§ Available records
_ _ _ _

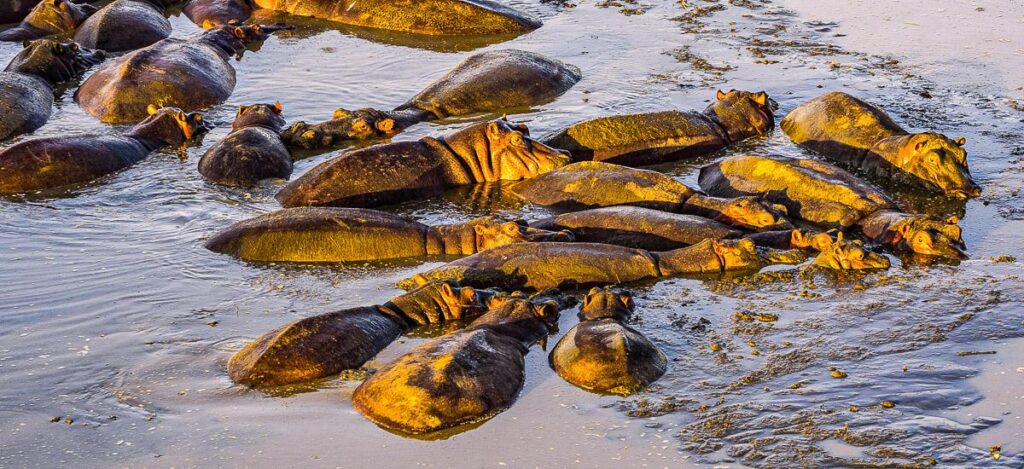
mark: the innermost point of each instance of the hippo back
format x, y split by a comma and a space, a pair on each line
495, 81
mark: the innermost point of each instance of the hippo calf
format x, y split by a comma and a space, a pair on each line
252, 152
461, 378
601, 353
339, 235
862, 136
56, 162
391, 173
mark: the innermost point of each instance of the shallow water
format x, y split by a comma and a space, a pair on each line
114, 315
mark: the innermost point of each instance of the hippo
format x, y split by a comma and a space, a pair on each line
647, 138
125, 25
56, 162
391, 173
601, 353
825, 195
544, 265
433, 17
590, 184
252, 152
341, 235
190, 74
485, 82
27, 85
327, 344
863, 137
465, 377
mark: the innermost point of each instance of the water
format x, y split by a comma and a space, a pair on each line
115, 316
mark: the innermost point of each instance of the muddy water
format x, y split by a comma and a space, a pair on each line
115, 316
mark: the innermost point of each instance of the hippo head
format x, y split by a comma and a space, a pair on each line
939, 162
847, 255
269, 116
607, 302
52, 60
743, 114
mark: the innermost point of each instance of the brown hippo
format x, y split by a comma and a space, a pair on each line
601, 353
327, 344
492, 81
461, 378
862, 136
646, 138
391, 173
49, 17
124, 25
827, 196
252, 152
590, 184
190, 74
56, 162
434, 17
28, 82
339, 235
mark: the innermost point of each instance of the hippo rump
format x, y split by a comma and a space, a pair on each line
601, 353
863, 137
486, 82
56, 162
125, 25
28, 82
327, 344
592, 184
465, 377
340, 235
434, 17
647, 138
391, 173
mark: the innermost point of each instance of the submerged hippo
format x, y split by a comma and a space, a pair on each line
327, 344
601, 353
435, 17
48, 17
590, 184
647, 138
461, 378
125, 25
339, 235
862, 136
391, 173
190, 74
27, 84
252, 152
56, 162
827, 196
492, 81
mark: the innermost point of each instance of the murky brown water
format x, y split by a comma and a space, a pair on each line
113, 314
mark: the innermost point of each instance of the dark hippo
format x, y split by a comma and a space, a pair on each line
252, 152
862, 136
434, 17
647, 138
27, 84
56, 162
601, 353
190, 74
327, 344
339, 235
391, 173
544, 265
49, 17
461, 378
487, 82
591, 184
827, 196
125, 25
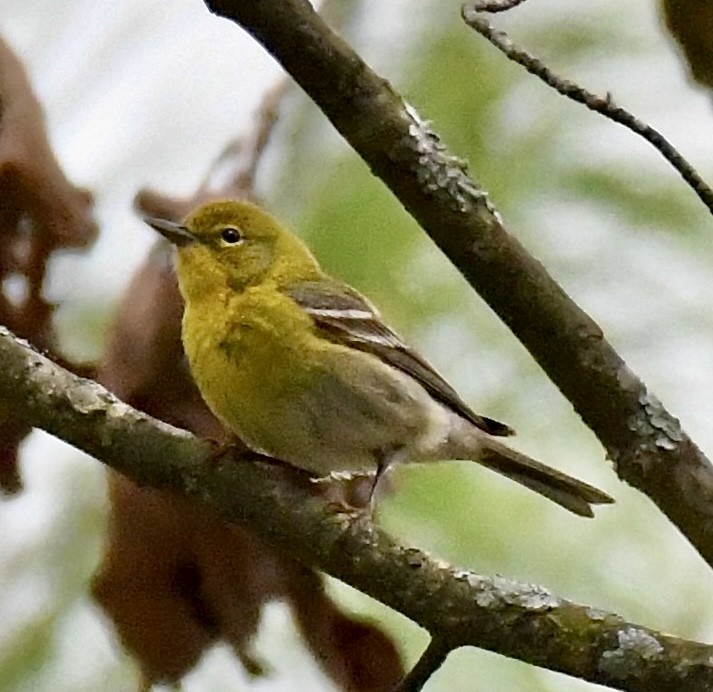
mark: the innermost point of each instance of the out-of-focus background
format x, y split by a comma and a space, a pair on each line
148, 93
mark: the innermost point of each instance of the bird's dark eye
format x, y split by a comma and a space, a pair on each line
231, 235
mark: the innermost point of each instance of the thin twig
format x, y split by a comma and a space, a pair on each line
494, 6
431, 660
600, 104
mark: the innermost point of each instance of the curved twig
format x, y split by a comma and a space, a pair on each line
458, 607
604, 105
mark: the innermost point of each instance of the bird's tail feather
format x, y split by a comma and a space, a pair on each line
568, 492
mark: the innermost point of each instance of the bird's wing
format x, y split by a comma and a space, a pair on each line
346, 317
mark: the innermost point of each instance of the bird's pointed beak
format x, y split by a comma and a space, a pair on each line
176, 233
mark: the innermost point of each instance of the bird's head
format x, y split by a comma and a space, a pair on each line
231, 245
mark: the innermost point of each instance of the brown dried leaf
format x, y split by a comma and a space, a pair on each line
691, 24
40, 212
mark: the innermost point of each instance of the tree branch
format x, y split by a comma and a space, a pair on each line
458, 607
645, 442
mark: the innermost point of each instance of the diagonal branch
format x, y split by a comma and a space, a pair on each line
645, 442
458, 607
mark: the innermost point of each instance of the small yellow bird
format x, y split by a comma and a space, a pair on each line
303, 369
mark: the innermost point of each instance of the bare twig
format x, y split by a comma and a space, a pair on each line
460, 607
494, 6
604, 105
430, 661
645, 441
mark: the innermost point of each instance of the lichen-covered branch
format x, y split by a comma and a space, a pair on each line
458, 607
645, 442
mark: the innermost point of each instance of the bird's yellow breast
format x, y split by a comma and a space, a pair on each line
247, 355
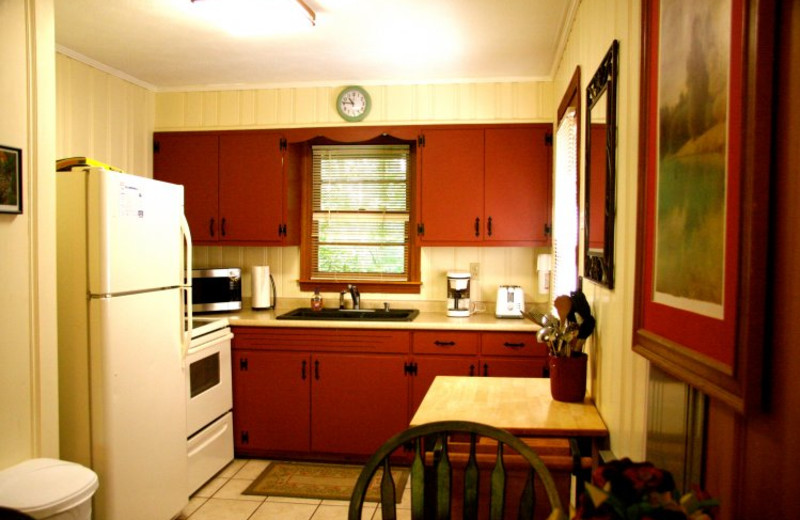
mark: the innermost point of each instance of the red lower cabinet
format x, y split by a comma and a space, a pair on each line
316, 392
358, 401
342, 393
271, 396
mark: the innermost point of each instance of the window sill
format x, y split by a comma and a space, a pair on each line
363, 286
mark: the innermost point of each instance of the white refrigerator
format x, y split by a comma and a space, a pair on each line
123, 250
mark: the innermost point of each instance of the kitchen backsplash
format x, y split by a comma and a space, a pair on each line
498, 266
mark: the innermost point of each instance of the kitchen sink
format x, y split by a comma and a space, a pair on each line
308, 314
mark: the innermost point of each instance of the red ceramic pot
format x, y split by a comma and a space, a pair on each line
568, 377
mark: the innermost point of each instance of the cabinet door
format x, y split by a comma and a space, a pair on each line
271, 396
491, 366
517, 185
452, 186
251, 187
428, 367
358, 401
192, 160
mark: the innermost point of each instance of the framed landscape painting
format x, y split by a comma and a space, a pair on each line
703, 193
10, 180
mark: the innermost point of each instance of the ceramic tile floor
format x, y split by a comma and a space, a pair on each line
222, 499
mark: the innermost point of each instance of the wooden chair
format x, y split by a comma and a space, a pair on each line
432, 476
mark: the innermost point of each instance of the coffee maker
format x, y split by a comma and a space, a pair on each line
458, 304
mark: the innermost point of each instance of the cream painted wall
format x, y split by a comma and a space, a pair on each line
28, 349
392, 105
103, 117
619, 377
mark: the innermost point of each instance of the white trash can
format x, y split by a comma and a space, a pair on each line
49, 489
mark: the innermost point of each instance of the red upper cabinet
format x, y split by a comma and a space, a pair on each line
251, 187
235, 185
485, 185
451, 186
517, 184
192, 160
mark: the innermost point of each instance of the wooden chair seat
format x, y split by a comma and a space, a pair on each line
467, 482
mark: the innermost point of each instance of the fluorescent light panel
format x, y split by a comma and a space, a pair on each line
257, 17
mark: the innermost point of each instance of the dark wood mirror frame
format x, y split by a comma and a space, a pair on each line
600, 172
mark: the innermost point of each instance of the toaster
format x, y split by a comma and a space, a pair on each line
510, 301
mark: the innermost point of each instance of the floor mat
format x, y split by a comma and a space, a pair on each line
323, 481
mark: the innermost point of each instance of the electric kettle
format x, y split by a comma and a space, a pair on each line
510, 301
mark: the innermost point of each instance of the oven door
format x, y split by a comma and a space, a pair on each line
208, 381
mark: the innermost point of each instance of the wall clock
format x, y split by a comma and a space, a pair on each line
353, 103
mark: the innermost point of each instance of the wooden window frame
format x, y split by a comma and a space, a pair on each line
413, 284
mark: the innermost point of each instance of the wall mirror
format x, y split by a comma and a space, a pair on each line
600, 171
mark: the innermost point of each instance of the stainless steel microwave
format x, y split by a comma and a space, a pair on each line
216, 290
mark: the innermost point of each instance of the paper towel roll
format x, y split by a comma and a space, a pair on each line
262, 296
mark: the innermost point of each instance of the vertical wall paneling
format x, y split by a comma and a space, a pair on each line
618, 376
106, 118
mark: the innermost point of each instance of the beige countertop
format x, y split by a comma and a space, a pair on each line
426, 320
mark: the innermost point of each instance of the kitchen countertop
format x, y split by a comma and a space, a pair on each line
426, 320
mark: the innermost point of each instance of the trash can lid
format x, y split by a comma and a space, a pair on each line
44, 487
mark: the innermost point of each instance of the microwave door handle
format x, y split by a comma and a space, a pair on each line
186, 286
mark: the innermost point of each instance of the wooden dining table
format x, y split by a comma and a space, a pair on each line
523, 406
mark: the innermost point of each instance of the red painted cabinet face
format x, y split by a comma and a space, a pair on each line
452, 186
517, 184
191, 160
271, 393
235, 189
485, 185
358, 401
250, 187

_ _ _ _

§ Problem
Set out every line of the items above as a numbered list, skipping blank lines and leaving out the pictures.

§ Solved exercise
1. mark: the innermost point of each instance of the hippo back
2. format x, y split by a comma and a space, a pair on each line
3. 495, 81
4. mark: the innermost point of each instance of the hippo calf
5. format x, y split by a comma and a space, a pair on each line
6. 252, 152
7. 461, 378
8. 601, 353
9. 339, 235
10. 862, 136
11. 56, 162
12. 391, 173
13. mark: the innermost point of each instance of the shallow water
14. format x, y split by a comma and a space, a pair on each line
15. 114, 315
16. mark: the innermost point of each instance of the hippo
17. format x, y split by a comma and a space, a pair on each line
18. 647, 138
19. 125, 25
20. 56, 162
21. 391, 173
22. 601, 353
23. 825, 195
24. 544, 265
25. 433, 17
26. 590, 184
27. 252, 152
28. 341, 235
29. 190, 74
30. 485, 82
31. 27, 85
32. 327, 344
33. 863, 137
34. 465, 377
35. mark: the innermost point of each instance of the water
36. format x, y split by a comma and a space, a pair on each line
37. 115, 316
38. mark: the innermost point of each instance of the muddy water
39. format x, y split by a comma and a space, a pair on each line
40. 115, 316
41. mark: the innermost point of each instance of the hippo head
42. format x, y split by a comma and a space, a pair on each line
43. 939, 162
44. 847, 255
45. 269, 116
46. 607, 302
47. 52, 60
48. 743, 114
49. mark: the innermost point of each instance of the brown hippo
50. format x, y split by a comma and a space, a pair on each line
51. 601, 353
52. 327, 344
53. 492, 81
54. 461, 378
55. 862, 136
56. 646, 138
57. 391, 173
58. 49, 17
59. 124, 25
60. 827, 196
61. 252, 152
62. 590, 184
63. 190, 74
64. 56, 162
65. 434, 17
66. 28, 82
67. 339, 235
68. mark: the innermost point of each instance of the hippo rump
69. format x, y split by a comma and a space, a pair on each line
70. 601, 353
71. 863, 137
72. 486, 82
73. 56, 162
74. 125, 25
75. 28, 82
76. 327, 344
77. 592, 184
78. 465, 377
79. 340, 235
80. 434, 17
81. 647, 138
82. 391, 173
83. mark: the innermost point of each instance of the submerged hippo
84. format x, y split by a comma and a space, a pair on each line
85. 327, 344
86. 601, 353
87. 435, 17
88. 48, 17
89. 590, 184
90. 647, 138
91. 461, 378
92. 125, 25
93. 339, 235
94. 862, 136
95. 391, 173
96. 190, 74
97. 27, 84
98. 252, 152
99. 56, 162
100. 827, 196
101. 492, 81
102. mark: the innermost point of each instance of the murky brown water
103. format x, y split by a comma and a space, a pair on each line
104. 113, 314
105. mark: the innermost point of each instance of the dark hippo
106. format x, y split by a comma and a space, a pair on each line
107. 252, 152
108. 862, 136
109. 434, 17
110. 647, 138
111. 27, 84
112. 56, 162
113. 601, 353
114. 190, 74
115. 327, 344
116. 339, 235
117. 391, 173
118. 544, 265
119. 49, 17
120. 461, 378
121. 487, 82
122. 591, 184
123. 827, 196
124. 125, 25
125. mark: the innermost point of each instance of the out-of-focus background
126. format x, y split by a comma and a space, a pair on each line
127. 148, 93
128. mark: the innermost point of each instance of the bird's dark eye
129. format x, y split by a comma and a space, a pair on each line
130. 231, 235
131. mark: the innermost point of each instance of the thin twig
132. format x, y split by a comma and a space, a pair on each line
133. 494, 6
134. 431, 660
135. 600, 104
136. mark: the innermost point of each instance of the curved twig
137. format x, y split by a comma and a space, a pair on each line
138. 458, 607
139. 604, 105
140. mark: the innermost point of each instance of the bird's tail feather
141. format x, y split by a comma and a space, a pair on each line
142. 568, 492
143. mark: the innermost point of each instance of the bird's wing
144. format x, y split by a comma and a space, a pair on each line
145. 346, 317
146. mark: the innermost point of each instance of the bird's pointed beak
147. format x, y split by a comma and a space, a pair on each line
148. 176, 233
149. mark: the innermost point of each instance of the bird's head
150. format x, y split by a comma and a space, a pair on each line
151. 231, 245
152. mark: the innermost point of each instance of the brown dried leaf
153. format x, y split by a comma and a space, a pair on each line
154. 691, 24
155. 40, 212
156. mark: the innermost point of each instance of the tree branch
157. format x, y split by a comma and a space, a pair on each line
158. 458, 607
159. 645, 442
160. mark: the innermost point of each instance of the diagonal branch
161. format x, y split by a comma and a space, a pair on each line
162. 645, 442
163. 458, 607
164. mark: the innermost point of each instance of the small yellow bird
165. format x, y split by a comma and a space, a pair on each line
166. 303, 369
167. mark: the innermost point of each instance of the bare twig
168. format x, y split by a comma and a space, a pair on each line
169. 460, 607
170. 494, 6
171. 604, 105
172. 430, 661
173. 645, 441
174. mark: the innermost point of each instance of the lichen-covered branch
175. format x, y split by a comma and a space, a pair on each line
176. 458, 607
177. 645, 442
178. mark: the innermost point of each instance of the bird's yellow breast
179. format x, y split by a comma and a space, a pair on each line
180. 247, 355
181. mark: the innermost point of each instance of the red lower cabinet
182. format x, y split by a comma and a space, a pair on each line
183. 316, 392
184. 358, 401
185. 342, 393
186. 271, 396
187. mark: the innermost point of each instance of the window sill
188. format x, y split by a comma and a space, a pair on each line
189. 363, 286
190. mark: the innermost point of each instance of the white refrigerator
191. format x, y split by a comma and a space, a pair on each line
192. 123, 250
193. mark: the innermost point of each instance of the kitchen backsplash
194. format x, y split by a comma and a space, a pair on each line
195. 498, 266
196. mark: the innermost point of each instance of the kitchen sink
197. format x, y split by a comma and a space, a pair on each line
198. 308, 314
199. mark: the innermost point of each instance of the red ceramic pot
200. format x, y split by a comma and a space, a pair on each line
201. 568, 377
202. mark: the innermost point of each instance of the cabinet door
203. format x, y split by a comma and a space, a pair on each line
204. 271, 396
205. 491, 366
206. 517, 185
207. 452, 186
208. 251, 187
209. 428, 367
210. 358, 401
211. 192, 160
212. mark: the innermost point of each instance of the framed landscape painting
213. format x, y split by a comma and a space, a pair on each line
214. 703, 193
215. 10, 180
216. mark: the innermost point of each instance of the ceramic tile floor
217. format x, y split by a comma and a space, a pair on each line
218. 222, 499
219. mark: the innermost point of each instance of the wooden chair
220. format x, y split by a comma and a space, a pair on each line
221. 432, 476
222. mark: the innermost point of each instance of the coffee maker
223. format x, y split by a comma and a space, a pair on each line
224. 458, 304
225. mark: the innermost point of each instance of the cream painted wall
226. format x, y split by a comma and a space, a pair on each line
227. 28, 349
228. 392, 105
229. 103, 117
230. 619, 377
231. mark: the innermost point of each instance of the white trash can
232. format x, y split by a comma and a space, a pair on each line
233. 49, 489
234. mark: the innermost point of each instance of the red upper cabinet
235. format x, y split by a comma and a space, a pair on each line
236. 251, 187
237. 235, 185
238. 485, 185
239. 451, 186
240. 517, 184
241. 192, 160
242. mark: the innermost point of each instance of the wooden chair seat
243. format x, y split by a comma and a space, a pair on each line
244. 467, 482
245. mark: the innermost point of each instance of the fluorescent light panel
246. format x, y split by a comma and a space, a pair on each line
247. 257, 17
248. mark: the innermost point of each instance of the dark wood mirror frame
249. format x, y split by a comma and a space, a pair on each line
250. 600, 172
251. mark: the innermost point of each instance of the toaster
252. format x, y split by a comma and a space, a pair on each line
253. 510, 301
254. mark: the innermost point of each instance of the floor mat
255. format x, y split by a comma and a space, a pair on each line
256. 323, 481
257. mark: the innermost point of each instance of the electric kettle
258. format x, y split by a comma and a space, a pair on each line
259. 510, 301
260. mark: the innermost point of each instance of the oven door
261. format x, y split by a comma and a space, a pair on each line
262. 208, 381
263. mark: the innermost point of each instance of the wall clock
264. format x, y split by a comma and a space, a pair on each line
265. 353, 103
266. mark: the innermost point of each instance of the wooden window frame
267. format x, y split by a comma and a space, a pair on each line
268. 413, 284
269. mark: the innermost point of each instance of the wall mirror
270. format x, y split by a comma and a space, a pair on each line
271. 600, 171
272. mark: the innermost point of each instance of the stainless steel microwave
273. format x, y split by a comma and a space, a pair on each line
274. 216, 290
275. mark: the innermost point of each instance of the paper towel roll
276. format x, y split by a comma and a space, a pair on each line
277. 262, 296
278. mark: the innermost point of each instance of the vertical wall paneling
279. format x, y split by a comma and a space, a pair on each line
280. 618, 376
281. 106, 118
282. mark: the innermost point of each instance of the beige countertop
283. format x, y split by a comma and a space, a pair on each line
284. 426, 320
285. mark: the innermost point of each instance of the kitchen countertop
286. format x, y split by a comma and a space, a pair on each line
287. 426, 320
288. mark: the innermost point of each instance of the trash can lid
289. format x, y split by a comma and a space, a pair on each line
290. 44, 487
291. mark: the innermost point of each instance of the microwave door handle
292. format x, y split by a comma and a space, a pair on each line
293. 186, 286
294. mark: the innermost point of each instance of the wooden dining table
295. format x, y split by a comma and a space, a pair on each line
296. 523, 406
297. mark: the innermost point of each instance of the red painted cabinet face
298. format x, y split by a comma and a space, a pair on each line
299. 452, 186
300. 517, 184
301. 191, 160
302. 271, 393
303. 235, 189
304. 485, 185
305. 358, 401
306. 250, 187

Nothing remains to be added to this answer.